* **Directions for this task**: Reproduce every one of the records below, substituting "object" for each occurrence of "target" and leaving all else unchanged. Omit the pictures from your answer.

****************

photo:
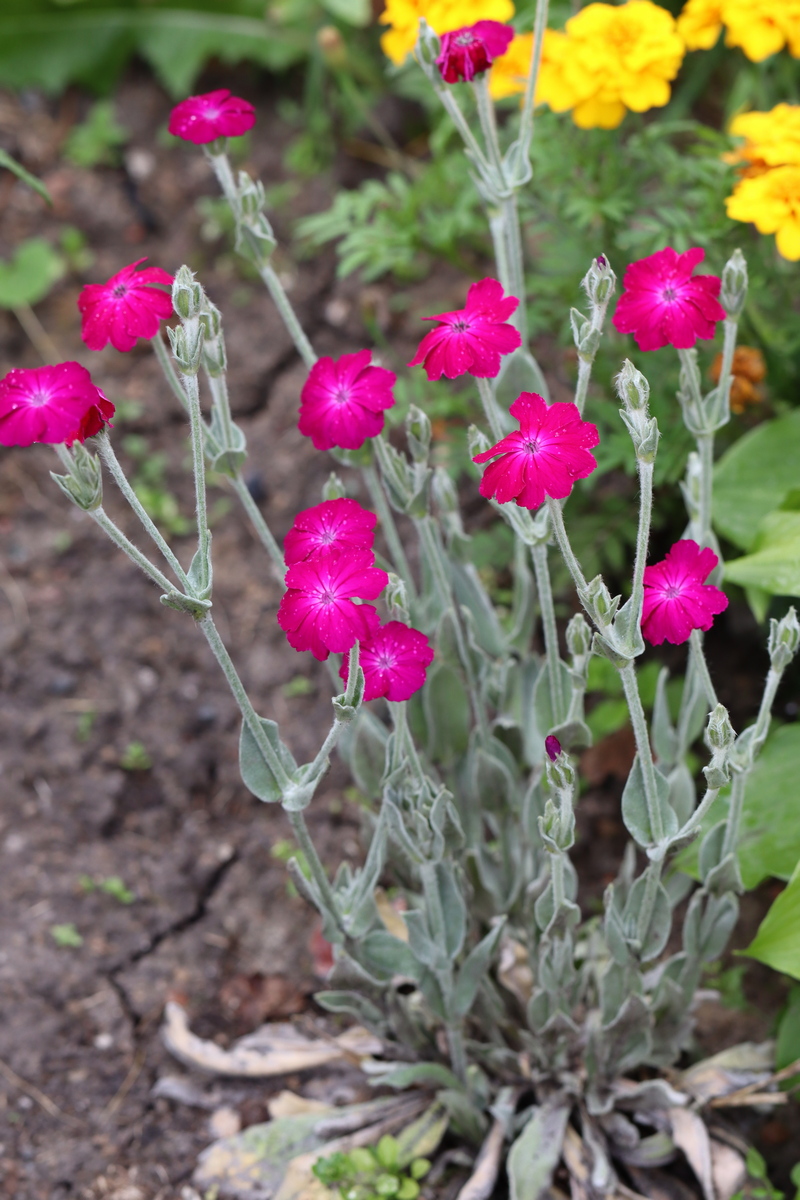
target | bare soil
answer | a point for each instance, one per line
(91, 664)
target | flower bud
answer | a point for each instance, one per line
(417, 431)
(188, 298)
(632, 388)
(600, 599)
(785, 637)
(334, 487)
(578, 636)
(600, 282)
(734, 285)
(396, 597)
(719, 733)
(187, 347)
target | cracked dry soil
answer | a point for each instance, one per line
(91, 663)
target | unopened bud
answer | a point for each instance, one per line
(188, 299)
(733, 292)
(332, 46)
(334, 487)
(785, 639)
(578, 636)
(600, 599)
(720, 733)
(632, 388)
(417, 431)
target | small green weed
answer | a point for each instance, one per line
(66, 936)
(97, 141)
(136, 757)
(373, 1174)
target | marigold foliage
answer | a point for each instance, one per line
(769, 195)
(611, 59)
(443, 16)
(759, 28)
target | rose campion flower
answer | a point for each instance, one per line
(677, 599)
(473, 49)
(543, 459)
(471, 340)
(127, 306)
(331, 527)
(215, 114)
(317, 613)
(343, 400)
(394, 661)
(56, 405)
(663, 304)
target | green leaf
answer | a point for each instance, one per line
(774, 564)
(777, 941)
(25, 175)
(254, 771)
(30, 274)
(753, 478)
(535, 1153)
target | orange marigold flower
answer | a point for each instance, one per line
(773, 203)
(749, 371)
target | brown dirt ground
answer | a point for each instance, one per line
(92, 663)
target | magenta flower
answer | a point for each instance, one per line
(55, 405)
(471, 340)
(317, 613)
(331, 527)
(395, 661)
(677, 599)
(342, 401)
(215, 114)
(127, 306)
(469, 51)
(663, 304)
(543, 459)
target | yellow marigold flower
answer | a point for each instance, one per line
(701, 23)
(443, 16)
(509, 75)
(762, 27)
(773, 138)
(773, 203)
(623, 58)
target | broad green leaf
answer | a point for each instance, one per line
(254, 771)
(25, 175)
(753, 478)
(535, 1153)
(769, 841)
(30, 274)
(777, 941)
(774, 564)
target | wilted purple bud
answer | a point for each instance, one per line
(553, 747)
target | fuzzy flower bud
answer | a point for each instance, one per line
(632, 388)
(734, 285)
(187, 347)
(600, 282)
(719, 733)
(188, 299)
(600, 599)
(417, 431)
(334, 487)
(785, 639)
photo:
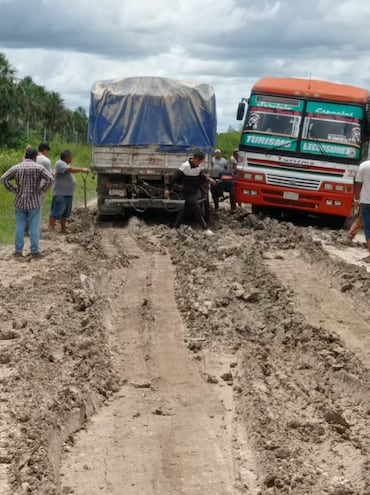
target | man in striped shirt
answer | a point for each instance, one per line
(27, 180)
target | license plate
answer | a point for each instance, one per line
(291, 195)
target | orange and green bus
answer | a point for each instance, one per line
(301, 144)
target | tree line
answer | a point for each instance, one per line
(29, 111)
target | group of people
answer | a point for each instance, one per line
(193, 180)
(30, 180)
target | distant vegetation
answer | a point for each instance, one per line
(29, 112)
(227, 142)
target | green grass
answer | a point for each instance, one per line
(227, 142)
(8, 158)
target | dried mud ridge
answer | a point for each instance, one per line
(301, 388)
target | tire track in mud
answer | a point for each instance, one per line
(165, 432)
(322, 304)
(343, 456)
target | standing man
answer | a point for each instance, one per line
(31, 181)
(219, 165)
(192, 178)
(233, 162)
(63, 190)
(362, 196)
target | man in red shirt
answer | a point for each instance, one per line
(27, 180)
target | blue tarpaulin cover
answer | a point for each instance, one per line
(138, 111)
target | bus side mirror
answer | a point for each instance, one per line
(241, 111)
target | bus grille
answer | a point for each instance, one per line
(297, 183)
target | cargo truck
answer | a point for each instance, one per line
(141, 130)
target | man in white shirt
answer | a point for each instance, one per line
(362, 196)
(219, 165)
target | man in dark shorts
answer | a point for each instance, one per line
(63, 190)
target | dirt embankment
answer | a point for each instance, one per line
(275, 322)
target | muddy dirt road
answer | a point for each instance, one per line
(135, 359)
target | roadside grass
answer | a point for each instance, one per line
(227, 142)
(8, 158)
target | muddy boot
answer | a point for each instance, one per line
(63, 228)
(51, 223)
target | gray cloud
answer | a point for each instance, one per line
(67, 45)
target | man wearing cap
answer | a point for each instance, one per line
(219, 165)
(31, 181)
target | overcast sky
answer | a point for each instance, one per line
(67, 45)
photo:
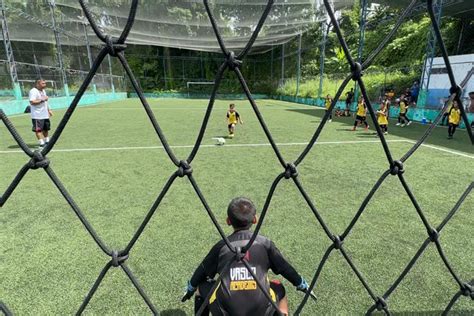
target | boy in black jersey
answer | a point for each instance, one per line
(238, 292)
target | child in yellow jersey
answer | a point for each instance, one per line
(233, 118)
(402, 117)
(446, 114)
(327, 104)
(361, 115)
(382, 116)
(454, 119)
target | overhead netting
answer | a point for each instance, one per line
(179, 24)
(289, 169)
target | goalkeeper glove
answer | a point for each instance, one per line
(303, 285)
(189, 292)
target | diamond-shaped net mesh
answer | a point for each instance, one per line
(115, 46)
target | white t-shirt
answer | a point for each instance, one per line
(40, 111)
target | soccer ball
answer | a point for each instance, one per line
(220, 140)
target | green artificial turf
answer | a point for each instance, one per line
(111, 162)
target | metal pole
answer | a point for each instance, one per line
(271, 70)
(9, 53)
(111, 74)
(89, 52)
(362, 24)
(282, 64)
(88, 45)
(430, 52)
(325, 27)
(52, 6)
(164, 69)
(298, 70)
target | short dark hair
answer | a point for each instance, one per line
(241, 212)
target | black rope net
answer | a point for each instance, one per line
(115, 47)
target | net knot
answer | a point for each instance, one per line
(38, 161)
(233, 62)
(433, 233)
(337, 241)
(118, 258)
(290, 171)
(356, 70)
(112, 47)
(456, 89)
(184, 169)
(467, 290)
(380, 304)
(397, 168)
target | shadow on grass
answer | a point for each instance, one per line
(16, 146)
(173, 312)
(438, 137)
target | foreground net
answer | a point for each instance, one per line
(115, 48)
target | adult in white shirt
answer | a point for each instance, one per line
(40, 112)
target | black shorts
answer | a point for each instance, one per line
(40, 125)
(275, 285)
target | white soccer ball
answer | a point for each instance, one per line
(220, 141)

****************

* **The output**:
photo:
object | bare soil
answer | a point for each instance, one per line
(91, 664)
object | flower bud
answer | a point for each instance, one per line
(417, 431)
(188, 298)
(632, 388)
(600, 599)
(785, 637)
(334, 487)
(578, 636)
(600, 282)
(734, 285)
(396, 597)
(719, 733)
(187, 347)
object | cracked dry soil
answer | a point for each instance, one per line
(91, 663)
object | unopened bud
answer | a point for each instance, one per line
(188, 299)
(733, 292)
(332, 46)
(334, 487)
(785, 639)
(578, 636)
(600, 599)
(720, 733)
(632, 388)
(417, 431)
object | small green weed
answer | a point for each instance, one per line
(66, 936)
(97, 141)
(136, 757)
(373, 1174)
object | marigold foliage
answer | a point for each instance, one per line
(769, 195)
(611, 59)
(443, 16)
(759, 28)
object | rose campion flower
answer | a point for each instance, one per line
(677, 599)
(473, 49)
(543, 459)
(471, 340)
(127, 306)
(331, 527)
(215, 114)
(317, 613)
(343, 400)
(394, 661)
(56, 405)
(663, 304)
object | green leaf
answer | a point for each instance, one per line
(774, 564)
(777, 941)
(25, 175)
(254, 771)
(30, 274)
(753, 478)
(535, 1153)
object | orange marigold flower
answer | a point for each instance, one per line
(773, 203)
(749, 371)
object | brown dirt ground
answer | a point for each instance, one per line
(92, 663)
object | magenta flower
answer | a point for each instance, one per line
(55, 405)
(471, 340)
(317, 613)
(331, 527)
(395, 661)
(677, 599)
(342, 401)
(215, 114)
(127, 306)
(469, 51)
(663, 304)
(543, 459)
object | yellow marigold flower
answer | a point for each instance, one per line
(701, 23)
(443, 16)
(509, 75)
(762, 27)
(773, 138)
(773, 203)
(623, 58)
object | broad green leaf
answer | a point for each instance, one per line
(254, 771)
(25, 175)
(753, 478)
(535, 1153)
(769, 841)
(30, 274)
(777, 941)
(774, 564)
object | wilted purple bud
answer | a point for each instance, one per line
(553, 747)
object | fuzzy flower bud
answer | a point for each instance, one per line
(632, 388)
(734, 285)
(187, 347)
(600, 282)
(719, 733)
(188, 299)
(600, 599)
(417, 431)
(334, 487)
(785, 639)
photo:
object | man in striped shirt
answer | a point for each instance, one per line
(27, 180)
object | license plate
answer | a point for each instance, one per line
(291, 195)
object | orange and green bus
answer | a point for each instance, one per line
(301, 144)
object | tree line
answer | a point for each instance, one per line
(29, 111)
object | group of people
answer | a point for each instance, one per line
(193, 180)
(30, 180)
object | distant vegetation
answer | a point for each instance, one per line
(29, 112)
(227, 142)
object | green grass
answer | a point for each instance, one per line
(227, 142)
(8, 158)
object | dried mud ridge
answer | a point for each instance, one per line
(301, 388)
object | tire track in mud
answer | a point for each instance, one per line
(165, 432)
(322, 304)
(343, 456)
object | standing man
answer | a point for each instance, one per line
(31, 181)
(219, 165)
(192, 178)
(233, 162)
(63, 190)
(362, 196)
object | man in red shirt
answer | a point for each instance, one per line
(27, 180)
object | blue tarpaulin cover
answer | a point for each instance, one per line
(138, 111)
object | bus side mirror
answer | a point for each instance, one per line
(241, 111)
object | bus grille
answer | a point for each instance, one per line
(297, 183)
object | cargo truck
answer | a point for each instance, one per line
(141, 130)
object | man in white shirt
answer | a point for each instance, one per line
(362, 196)
(219, 165)
object | man in dark shorts
answer | a point for each instance, one per line
(63, 190)
object | dirt embankment
answer | a point for each instance, one per line
(275, 322)
object | muddy dirt road
answer | a point for each instance, one per line
(135, 359)
object | roadside grass
answer | a point for each instance, one per line
(227, 142)
(8, 158)
object | muddy boot
answer | a point for each instance, one per line
(63, 228)
(51, 223)
object | gray cloud
answer | a point for each instance, one per line
(67, 45)
object | man wearing cap
answer | a point for each instance, one per line
(219, 165)
(31, 181)
object | overcast sky
answer | a point for each instance, one per line
(67, 45)
photo:
object | boy in black jersey
answer | a point for each instance, one per line
(238, 292)
object | child in yellow jersey
answer | a point for each instance, one per line
(233, 118)
(402, 117)
(446, 114)
(327, 104)
(361, 115)
(382, 116)
(454, 119)
object | overhead netting
answer | a point for each instance, one per line
(179, 24)
(289, 169)
object | goalkeeper glove
answer | a point for each instance, one per line
(303, 285)
(189, 292)
object | diamond-shaped net mesh
answer | a point for each instance, one per line
(115, 46)
object | white t-shirt
answer | a point for each instance, one per line
(40, 111)
object | soccer ball
answer | a point for each instance, one per line
(220, 140)
object | green artificial turf
answer | a point for each instance, one per line
(111, 162)
object | metal pole
answer | a point for each instance, one per line
(271, 70)
(9, 53)
(111, 74)
(89, 52)
(362, 24)
(282, 64)
(88, 45)
(430, 52)
(325, 27)
(52, 6)
(164, 69)
(298, 70)
object | short dark hair
answer | a point for each instance, one per line
(241, 212)
object | black rope net
answer | a point for each instance, one per line
(115, 47)
object | net knot
answer | a point for each instance, one per line
(38, 161)
(233, 62)
(433, 233)
(337, 241)
(118, 258)
(290, 171)
(356, 70)
(112, 47)
(456, 89)
(184, 169)
(467, 290)
(380, 304)
(397, 168)
object | shadow on grass
answer | a point for each instance, one per line
(16, 146)
(173, 312)
(438, 137)
object | foreground net
answer | a point for each instance, one per line
(115, 48)
object | adult in white shirt
answer | a point for each instance, one per line
(40, 112)
object | black shorts
answer | a point for each instance, one per line
(40, 125)
(275, 285)
object | white soccer ball
answer | a point for each instance, one per line
(220, 141)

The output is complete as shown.